| Task objective |
Translate this sentence from the GitHub issue thread on special characters in commands into Spanish: "To be honest, I already thought about implementing something like this, but I never felt confident enough about any parsing approach."

Skip to content
New issue

Have a question about this project? Sign up for a free GitHub account to open an issue and contact its maintainers and the community.

By clicking “Sign up for GitHub”, you agree to our terms of service and privacy statement. We’ll occasionally send you account related emails.

Already on GitHub? Sign in to your account

Handle special characters in commands - maybe skip the shell #158

Closed
SeanTater opened this issue Dec 21, 2020 · 8 comments · Fixed by #159
Closed

Handle special characters in commands - maybe skip the shell #158

SeanTater opened this issue Dec 21, 2020 · 8 comments · Fixed by #159

Comments

@SeanTater
Copy link

I'm using this command to do some video transcoding, and many of the filenames include parenthesis, single and double quotes and spaces.
Right now, I have to pipe them through sed because all of those are interpreted by the shell when pueue calls it. I wouldn't think much of it except that if the shell weren't involved at all, this wouldn't be a problem.
Is it reasonable to opt-out of a shell for new commands, or is the shell too central to pueue for that?

This is the specific case I'm encountering at the moment, to give an idea.

sean@bravo ~> pueue log 1515
Task 1515 failed with exit code 2
Command: av1-2 h264/Season 06/Home Improvement S06 E17 Wilson's World.m4v
Path: /home/sean
Start: Mon, 21 Dec 2020 07:33:27 -0500
End: Mon, 21 Dec 2020 07:33:27 -0500

stderr:
sh: -c: line 1: unexpected EOF while looking for matching `''
sh: -c: line 2: syntax error: unexpected end of file

This is an example how I add tasks now:

find h264 -print0 -type f | sed 's/ /\\\\ /g' | xargs -0 -n 1 pueue add av1-2

But I think it would make significantly more sense if I could skip the shell and run something more like

find h264 -print0 -type f | xargs -0 -n 1 pueue add --nosh av1-2
@Nukesor
Copy link
Owner

Nukesor commented Dec 21, 2020

The problem is, that passing arguments to commands on a shell as if it isn't on a shell can be tricky.

Right now, we simply do this:

pub fn compile_shell_command(command_string: &str) -> Command {
    let mut command = Command::new("sh");
    command.arg("-c").arg(command_string);

    command
}

This is fairly straight forward, since we don't have to do any additional argument parsing.
This is all done by the shell.

Let's take for instance this command:
pueue add --no-shell "ls /path/containing/some\ whitespaces.txt /some/other/path.txt"

In this case, we would get this command string:

ls /path/containing/some\ whitespaces.txt /some/other/path.txt

Now we have to do manual parsing of this argument-string similar to the shell's argument parsing.
That means to respect escaped characters and to somehow find out which part of the string is an actual argument

The end result should look something like this:

let mut command = Command::new("ls");
command.arg("/path/containing/some whitespaces.txt")
    .arg("/some/other/path.txt");

To be honest, I already thought about implementing something like this, but I never felt confident enough about any parsing approach.
I probably don't know enough about this topic either.

But I imagine that there are quite a few weird edge-cases, where argument parsing can become tricky, such as -l=1,2,3 parameters or other stuff I cannot even think of right now.

| Dataset rows |
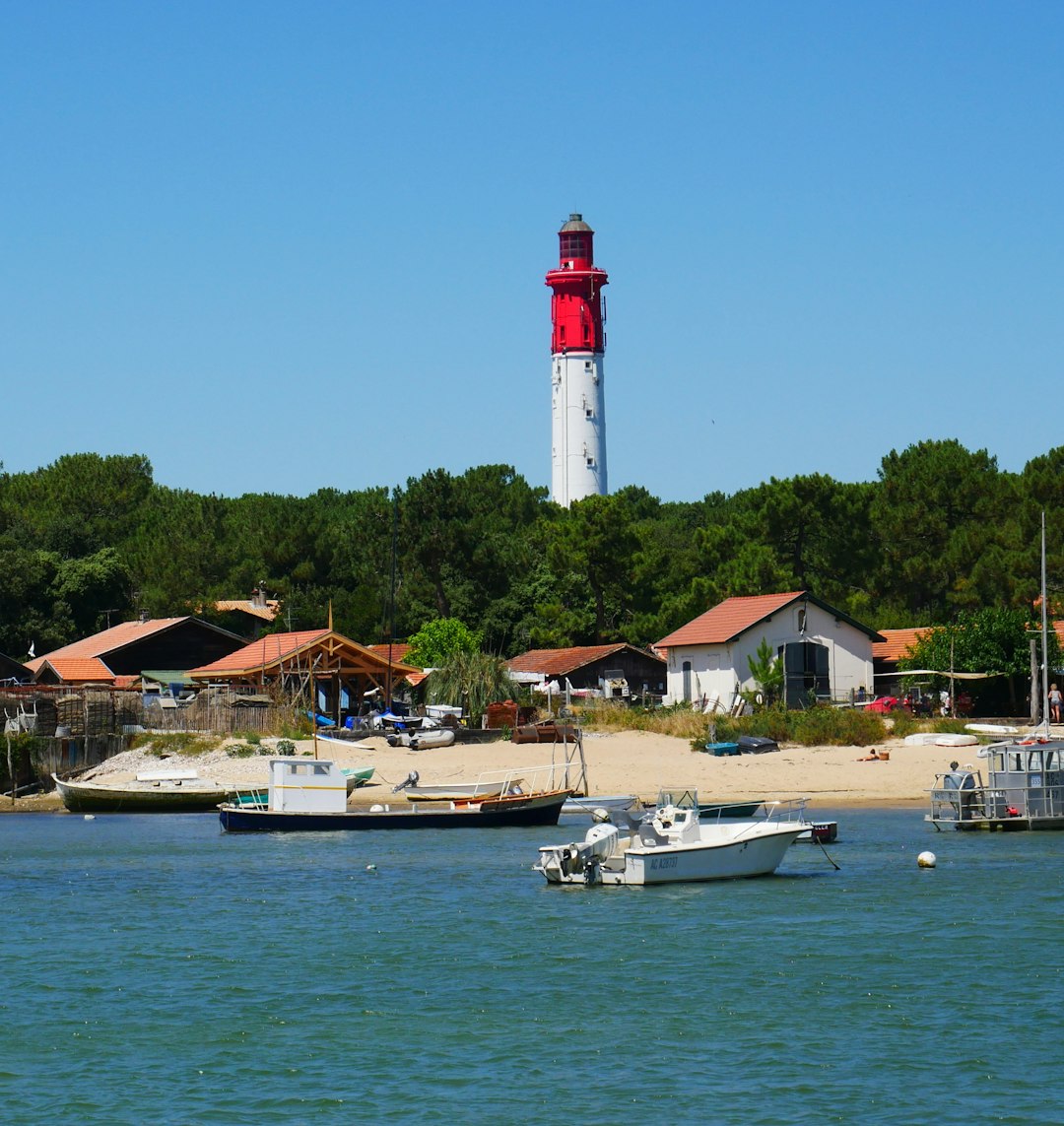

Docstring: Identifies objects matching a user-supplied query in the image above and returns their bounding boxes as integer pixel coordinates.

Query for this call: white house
[654,590,883,709]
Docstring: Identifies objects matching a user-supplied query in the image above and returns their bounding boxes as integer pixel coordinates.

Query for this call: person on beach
[1049,685,1064,723]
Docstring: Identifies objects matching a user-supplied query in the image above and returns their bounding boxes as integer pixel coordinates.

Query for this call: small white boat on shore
[562,794,639,817]
[52,770,237,813]
[534,788,810,885]
[403,781,503,802]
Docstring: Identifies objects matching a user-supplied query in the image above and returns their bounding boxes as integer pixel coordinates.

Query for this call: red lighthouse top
[546,214,608,355]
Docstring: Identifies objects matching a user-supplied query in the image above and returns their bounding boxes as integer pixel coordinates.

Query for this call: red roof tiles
[26,617,187,679]
[36,651,115,685]
[872,627,932,661]
[506,642,653,677]
[192,629,329,674]
[656,590,805,648]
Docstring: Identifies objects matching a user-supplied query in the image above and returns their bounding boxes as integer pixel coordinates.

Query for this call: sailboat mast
[1041,509,1049,735]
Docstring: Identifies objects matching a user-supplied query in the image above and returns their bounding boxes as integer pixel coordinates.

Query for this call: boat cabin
[928,740,1064,828]
[269,756,347,813]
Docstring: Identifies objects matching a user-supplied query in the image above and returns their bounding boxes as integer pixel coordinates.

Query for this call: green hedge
[692,707,889,751]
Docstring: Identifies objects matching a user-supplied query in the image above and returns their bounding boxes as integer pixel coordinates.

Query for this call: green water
[0,811,1064,1126]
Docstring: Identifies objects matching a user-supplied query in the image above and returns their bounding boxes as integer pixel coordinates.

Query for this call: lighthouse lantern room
[546,214,607,506]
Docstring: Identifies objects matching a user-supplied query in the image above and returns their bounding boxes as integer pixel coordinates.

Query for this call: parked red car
[867,695,905,713]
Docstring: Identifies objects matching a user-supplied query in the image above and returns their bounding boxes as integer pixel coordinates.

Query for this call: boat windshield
[657,786,698,810]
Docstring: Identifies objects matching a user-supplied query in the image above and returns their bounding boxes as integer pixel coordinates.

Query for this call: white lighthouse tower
[546,214,607,507]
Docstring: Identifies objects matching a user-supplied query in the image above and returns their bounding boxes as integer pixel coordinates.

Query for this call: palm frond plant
[429,652,518,723]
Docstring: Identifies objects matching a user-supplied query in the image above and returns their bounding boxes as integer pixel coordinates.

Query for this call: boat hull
[545,822,809,888]
[602,826,802,887]
[55,778,235,813]
[403,781,504,802]
[219,790,568,832]
[562,794,639,814]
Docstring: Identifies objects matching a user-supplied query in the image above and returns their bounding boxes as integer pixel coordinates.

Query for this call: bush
[692,706,886,751]
[129,731,221,759]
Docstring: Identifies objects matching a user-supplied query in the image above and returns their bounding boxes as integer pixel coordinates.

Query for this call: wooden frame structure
[189,629,424,726]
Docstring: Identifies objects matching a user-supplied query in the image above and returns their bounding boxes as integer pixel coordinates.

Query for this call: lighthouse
[546,214,607,507]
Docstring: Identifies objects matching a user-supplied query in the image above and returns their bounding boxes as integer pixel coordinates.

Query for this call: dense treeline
[0,440,1064,659]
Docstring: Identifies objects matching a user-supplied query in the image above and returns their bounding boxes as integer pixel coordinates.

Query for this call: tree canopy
[0,439,1064,677]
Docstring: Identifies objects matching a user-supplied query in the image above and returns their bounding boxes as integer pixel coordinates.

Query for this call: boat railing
[930,771,990,821]
[476,762,572,797]
[762,797,810,825]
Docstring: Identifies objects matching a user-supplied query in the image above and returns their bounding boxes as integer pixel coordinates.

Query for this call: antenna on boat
[1041,509,1049,739]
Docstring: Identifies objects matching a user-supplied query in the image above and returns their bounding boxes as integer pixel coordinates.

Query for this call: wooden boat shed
[189,629,424,726]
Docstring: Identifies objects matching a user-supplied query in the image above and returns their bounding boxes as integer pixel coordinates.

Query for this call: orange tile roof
[27,615,188,672]
[214,598,281,622]
[191,629,329,672]
[189,629,425,684]
[33,656,115,685]
[872,627,931,661]
[366,640,410,661]
[506,642,661,677]
[656,590,805,648]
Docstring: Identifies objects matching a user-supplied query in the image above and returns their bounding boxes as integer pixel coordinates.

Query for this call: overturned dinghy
[533,789,810,885]
[409,727,455,751]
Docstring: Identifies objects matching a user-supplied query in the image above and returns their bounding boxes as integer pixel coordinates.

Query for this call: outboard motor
[392,770,421,794]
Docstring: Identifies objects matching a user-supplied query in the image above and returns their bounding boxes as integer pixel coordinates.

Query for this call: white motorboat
[403,781,505,802]
[562,794,639,817]
[534,788,810,885]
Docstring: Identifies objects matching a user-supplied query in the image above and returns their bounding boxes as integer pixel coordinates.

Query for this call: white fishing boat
[403,781,504,802]
[534,788,810,885]
[562,794,639,817]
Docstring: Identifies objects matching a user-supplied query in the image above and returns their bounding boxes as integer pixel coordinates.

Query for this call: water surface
[0,810,1064,1126]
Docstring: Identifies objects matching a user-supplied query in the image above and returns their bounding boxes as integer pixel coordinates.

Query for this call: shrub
[129,731,221,759]
[692,706,886,751]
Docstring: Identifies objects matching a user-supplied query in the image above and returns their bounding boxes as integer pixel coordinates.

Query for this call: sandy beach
[0,731,978,812]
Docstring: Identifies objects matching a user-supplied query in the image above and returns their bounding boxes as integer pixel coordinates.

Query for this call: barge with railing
[927,737,1064,832]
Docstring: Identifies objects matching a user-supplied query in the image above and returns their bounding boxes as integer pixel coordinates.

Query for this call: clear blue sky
[0,0,1064,499]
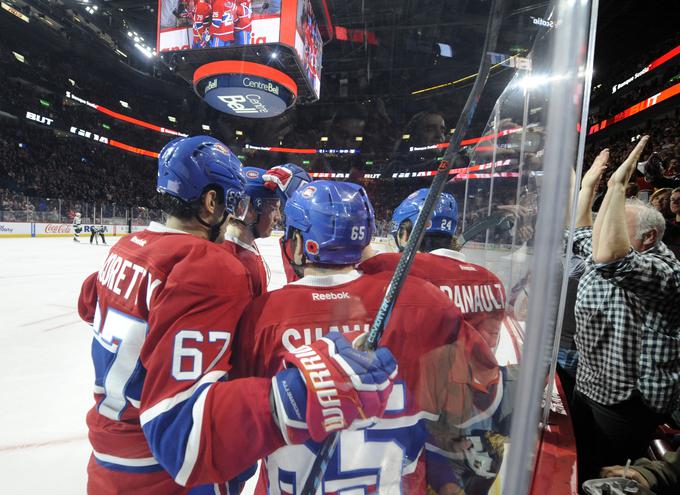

| Solution for this exercise |
Para ser sincero, ya había pensado en implementar algo así, pero nunca me sentí lo bastante seguro con ningún enfoque de análisis sintáctico.